Instructions for the task: Copy out only the span from the line with "Annotate the farm" to the end of the data, both ends kept, word for word.

Part of a data file:

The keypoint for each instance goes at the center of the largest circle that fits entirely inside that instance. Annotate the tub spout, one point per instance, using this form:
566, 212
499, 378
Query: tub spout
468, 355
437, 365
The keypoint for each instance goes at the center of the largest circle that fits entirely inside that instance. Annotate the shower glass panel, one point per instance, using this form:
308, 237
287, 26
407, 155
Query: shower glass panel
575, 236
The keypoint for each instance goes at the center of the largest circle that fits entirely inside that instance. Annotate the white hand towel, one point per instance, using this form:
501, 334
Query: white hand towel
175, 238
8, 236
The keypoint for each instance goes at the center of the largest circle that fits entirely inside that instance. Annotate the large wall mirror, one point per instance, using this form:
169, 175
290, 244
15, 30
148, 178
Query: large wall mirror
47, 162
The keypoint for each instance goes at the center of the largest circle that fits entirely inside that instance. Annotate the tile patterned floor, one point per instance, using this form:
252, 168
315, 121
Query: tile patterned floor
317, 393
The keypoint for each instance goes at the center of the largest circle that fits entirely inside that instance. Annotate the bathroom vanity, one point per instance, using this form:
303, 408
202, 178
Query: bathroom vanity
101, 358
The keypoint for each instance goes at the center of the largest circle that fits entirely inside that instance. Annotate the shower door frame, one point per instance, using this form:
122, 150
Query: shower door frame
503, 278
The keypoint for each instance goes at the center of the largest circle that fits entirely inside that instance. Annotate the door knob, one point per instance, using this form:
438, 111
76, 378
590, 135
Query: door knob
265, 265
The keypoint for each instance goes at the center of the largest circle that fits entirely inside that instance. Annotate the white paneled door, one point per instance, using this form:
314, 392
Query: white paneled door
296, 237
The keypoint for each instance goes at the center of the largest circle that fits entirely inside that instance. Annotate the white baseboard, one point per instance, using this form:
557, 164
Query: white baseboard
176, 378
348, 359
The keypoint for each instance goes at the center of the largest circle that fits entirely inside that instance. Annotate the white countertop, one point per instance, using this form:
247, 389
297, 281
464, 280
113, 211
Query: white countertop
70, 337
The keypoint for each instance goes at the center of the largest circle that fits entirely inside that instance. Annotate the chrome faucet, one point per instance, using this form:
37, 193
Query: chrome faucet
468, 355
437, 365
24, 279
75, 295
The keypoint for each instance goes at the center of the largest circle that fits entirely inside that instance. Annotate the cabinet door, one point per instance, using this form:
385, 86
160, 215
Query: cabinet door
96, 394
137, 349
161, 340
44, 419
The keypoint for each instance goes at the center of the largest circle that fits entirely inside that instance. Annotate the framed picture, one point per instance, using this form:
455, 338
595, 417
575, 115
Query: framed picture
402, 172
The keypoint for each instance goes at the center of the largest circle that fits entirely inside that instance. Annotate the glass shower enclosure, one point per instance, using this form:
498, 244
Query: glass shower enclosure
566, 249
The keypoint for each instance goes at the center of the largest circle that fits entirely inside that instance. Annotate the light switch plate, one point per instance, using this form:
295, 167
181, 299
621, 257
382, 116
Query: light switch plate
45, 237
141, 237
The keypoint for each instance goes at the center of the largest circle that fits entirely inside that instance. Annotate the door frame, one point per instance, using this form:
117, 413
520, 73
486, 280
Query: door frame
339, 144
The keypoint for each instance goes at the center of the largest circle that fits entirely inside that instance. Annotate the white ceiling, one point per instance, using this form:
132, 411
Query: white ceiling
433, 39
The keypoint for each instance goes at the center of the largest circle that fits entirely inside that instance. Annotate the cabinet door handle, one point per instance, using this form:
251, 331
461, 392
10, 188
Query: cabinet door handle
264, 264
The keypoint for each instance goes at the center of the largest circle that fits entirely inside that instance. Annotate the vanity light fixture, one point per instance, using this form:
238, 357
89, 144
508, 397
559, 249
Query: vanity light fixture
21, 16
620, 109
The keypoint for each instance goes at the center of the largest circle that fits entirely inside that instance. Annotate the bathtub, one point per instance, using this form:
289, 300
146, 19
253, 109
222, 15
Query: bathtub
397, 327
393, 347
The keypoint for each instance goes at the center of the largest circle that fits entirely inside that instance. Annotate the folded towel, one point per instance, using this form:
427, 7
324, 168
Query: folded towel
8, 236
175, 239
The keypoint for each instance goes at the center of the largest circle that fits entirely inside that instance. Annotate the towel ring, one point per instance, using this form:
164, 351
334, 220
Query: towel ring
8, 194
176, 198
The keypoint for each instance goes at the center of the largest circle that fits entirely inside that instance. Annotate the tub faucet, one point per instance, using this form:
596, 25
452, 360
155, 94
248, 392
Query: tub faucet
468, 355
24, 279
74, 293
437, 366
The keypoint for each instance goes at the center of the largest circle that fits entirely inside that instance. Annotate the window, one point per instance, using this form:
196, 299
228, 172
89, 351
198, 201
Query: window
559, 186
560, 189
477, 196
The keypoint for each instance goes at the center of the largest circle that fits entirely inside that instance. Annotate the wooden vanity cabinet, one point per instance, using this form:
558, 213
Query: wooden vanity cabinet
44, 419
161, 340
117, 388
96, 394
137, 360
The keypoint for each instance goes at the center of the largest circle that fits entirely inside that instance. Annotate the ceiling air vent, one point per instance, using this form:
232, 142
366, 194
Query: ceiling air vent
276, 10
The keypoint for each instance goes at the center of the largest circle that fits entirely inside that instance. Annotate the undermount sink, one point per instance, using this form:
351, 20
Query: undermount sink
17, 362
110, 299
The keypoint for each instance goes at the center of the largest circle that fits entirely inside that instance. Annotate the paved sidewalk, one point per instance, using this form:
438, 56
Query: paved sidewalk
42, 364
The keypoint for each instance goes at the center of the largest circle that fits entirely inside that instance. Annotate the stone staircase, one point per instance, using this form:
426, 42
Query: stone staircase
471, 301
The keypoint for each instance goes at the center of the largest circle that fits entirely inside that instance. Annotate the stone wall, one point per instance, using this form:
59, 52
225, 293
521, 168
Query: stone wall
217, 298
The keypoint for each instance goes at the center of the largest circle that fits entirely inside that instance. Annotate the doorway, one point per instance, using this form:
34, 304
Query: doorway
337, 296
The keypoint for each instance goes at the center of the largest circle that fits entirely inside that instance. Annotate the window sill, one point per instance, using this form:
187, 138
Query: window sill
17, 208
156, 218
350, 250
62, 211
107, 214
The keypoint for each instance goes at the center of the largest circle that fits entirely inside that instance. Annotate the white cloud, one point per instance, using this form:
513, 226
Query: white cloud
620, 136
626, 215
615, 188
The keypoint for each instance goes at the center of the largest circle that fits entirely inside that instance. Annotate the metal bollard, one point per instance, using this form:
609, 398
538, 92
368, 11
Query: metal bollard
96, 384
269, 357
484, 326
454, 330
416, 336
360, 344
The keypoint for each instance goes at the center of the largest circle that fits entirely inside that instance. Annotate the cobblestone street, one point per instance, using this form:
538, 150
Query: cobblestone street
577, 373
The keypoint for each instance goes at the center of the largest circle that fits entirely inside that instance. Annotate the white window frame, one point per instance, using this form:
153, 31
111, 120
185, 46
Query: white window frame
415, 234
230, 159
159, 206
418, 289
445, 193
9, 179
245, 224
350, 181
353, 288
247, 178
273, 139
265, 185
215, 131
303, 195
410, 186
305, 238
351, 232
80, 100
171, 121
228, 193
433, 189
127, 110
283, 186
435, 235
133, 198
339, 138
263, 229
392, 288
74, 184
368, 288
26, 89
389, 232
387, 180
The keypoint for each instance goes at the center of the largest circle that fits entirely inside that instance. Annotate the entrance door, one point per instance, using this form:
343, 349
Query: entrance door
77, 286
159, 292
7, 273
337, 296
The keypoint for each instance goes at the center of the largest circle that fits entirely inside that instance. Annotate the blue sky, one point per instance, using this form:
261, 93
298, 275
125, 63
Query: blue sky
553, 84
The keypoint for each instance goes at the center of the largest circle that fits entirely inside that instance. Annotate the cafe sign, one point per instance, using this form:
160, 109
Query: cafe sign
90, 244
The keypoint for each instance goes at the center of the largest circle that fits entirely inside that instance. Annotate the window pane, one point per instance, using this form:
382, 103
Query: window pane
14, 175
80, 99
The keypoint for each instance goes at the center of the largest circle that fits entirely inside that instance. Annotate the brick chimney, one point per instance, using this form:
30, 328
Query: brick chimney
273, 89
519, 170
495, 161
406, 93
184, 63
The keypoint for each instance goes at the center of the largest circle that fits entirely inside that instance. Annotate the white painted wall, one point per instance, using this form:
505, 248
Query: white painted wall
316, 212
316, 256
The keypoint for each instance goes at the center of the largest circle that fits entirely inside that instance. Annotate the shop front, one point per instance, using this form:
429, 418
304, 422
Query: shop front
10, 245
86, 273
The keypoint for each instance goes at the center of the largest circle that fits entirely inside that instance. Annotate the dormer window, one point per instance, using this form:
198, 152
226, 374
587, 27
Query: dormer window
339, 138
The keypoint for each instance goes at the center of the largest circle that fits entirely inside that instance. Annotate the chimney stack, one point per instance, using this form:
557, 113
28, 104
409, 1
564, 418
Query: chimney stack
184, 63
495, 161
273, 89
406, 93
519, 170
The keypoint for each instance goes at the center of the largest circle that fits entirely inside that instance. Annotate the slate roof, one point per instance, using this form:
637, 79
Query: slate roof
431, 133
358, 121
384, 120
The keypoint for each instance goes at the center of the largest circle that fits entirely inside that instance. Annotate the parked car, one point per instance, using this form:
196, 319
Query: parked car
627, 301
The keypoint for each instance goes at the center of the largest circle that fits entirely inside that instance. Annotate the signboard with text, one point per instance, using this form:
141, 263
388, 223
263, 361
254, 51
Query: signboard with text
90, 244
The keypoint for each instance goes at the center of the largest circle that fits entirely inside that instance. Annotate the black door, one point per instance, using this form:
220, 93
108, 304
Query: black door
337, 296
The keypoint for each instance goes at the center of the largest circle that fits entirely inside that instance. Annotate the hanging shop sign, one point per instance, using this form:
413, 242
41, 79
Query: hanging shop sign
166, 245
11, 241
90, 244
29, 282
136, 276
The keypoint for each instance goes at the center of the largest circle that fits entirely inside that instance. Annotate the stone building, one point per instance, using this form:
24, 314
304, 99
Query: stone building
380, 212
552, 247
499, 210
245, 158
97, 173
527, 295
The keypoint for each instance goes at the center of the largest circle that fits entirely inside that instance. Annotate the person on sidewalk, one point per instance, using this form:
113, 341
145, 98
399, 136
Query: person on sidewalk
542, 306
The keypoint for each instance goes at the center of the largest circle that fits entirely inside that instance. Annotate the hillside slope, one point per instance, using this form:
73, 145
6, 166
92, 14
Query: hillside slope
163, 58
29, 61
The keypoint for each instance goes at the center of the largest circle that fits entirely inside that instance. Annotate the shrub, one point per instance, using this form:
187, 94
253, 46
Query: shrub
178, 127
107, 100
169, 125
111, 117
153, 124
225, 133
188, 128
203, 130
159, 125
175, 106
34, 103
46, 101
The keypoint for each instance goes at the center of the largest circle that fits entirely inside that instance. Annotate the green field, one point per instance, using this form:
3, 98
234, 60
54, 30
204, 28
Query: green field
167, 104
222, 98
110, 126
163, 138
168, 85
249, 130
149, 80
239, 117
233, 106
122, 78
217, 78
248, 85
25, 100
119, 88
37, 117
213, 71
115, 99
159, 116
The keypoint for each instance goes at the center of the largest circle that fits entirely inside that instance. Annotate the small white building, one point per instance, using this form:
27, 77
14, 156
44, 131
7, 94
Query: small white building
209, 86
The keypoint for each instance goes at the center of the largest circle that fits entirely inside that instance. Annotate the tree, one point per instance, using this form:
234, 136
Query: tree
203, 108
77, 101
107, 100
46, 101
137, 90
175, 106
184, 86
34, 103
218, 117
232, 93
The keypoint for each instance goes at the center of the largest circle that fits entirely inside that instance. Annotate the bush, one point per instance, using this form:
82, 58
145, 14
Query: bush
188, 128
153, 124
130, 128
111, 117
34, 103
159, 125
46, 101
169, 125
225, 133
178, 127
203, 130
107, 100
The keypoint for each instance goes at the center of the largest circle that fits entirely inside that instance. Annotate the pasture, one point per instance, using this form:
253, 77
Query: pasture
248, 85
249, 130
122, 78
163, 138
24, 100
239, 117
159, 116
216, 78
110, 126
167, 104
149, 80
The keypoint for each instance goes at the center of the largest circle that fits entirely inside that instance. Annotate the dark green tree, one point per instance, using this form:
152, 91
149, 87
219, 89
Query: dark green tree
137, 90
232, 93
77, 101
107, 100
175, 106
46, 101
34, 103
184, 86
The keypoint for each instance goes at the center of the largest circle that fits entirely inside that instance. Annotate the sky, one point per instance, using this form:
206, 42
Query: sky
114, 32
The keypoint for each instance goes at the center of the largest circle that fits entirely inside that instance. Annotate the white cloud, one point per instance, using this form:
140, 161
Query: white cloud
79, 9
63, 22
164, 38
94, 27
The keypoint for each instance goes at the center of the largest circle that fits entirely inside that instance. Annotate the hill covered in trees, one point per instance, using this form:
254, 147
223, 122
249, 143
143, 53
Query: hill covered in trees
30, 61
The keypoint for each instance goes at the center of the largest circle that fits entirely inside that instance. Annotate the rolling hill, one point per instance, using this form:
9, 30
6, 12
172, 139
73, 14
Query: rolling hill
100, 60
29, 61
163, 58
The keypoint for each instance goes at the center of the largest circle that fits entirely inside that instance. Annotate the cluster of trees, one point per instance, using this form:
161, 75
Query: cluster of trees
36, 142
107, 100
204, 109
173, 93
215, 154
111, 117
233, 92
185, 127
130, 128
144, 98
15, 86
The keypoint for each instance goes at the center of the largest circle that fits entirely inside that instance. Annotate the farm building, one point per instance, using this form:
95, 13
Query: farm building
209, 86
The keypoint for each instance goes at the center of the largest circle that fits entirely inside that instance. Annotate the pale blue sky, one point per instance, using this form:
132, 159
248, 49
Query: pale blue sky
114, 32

Response below:
The keypoint for each instance goes at the center of the largest circle that fits entirely inside that instance. Annotate the farm building, one point per instance, using this form:
95, 13
Query: farm building
209, 86
The keypoint for each instance goes at the center of the largest circle that fits entirely inside that instance. Annotate the pale blue sky, one point per instance, using this form:
132, 159
248, 49
Query: pale blue sky
114, 32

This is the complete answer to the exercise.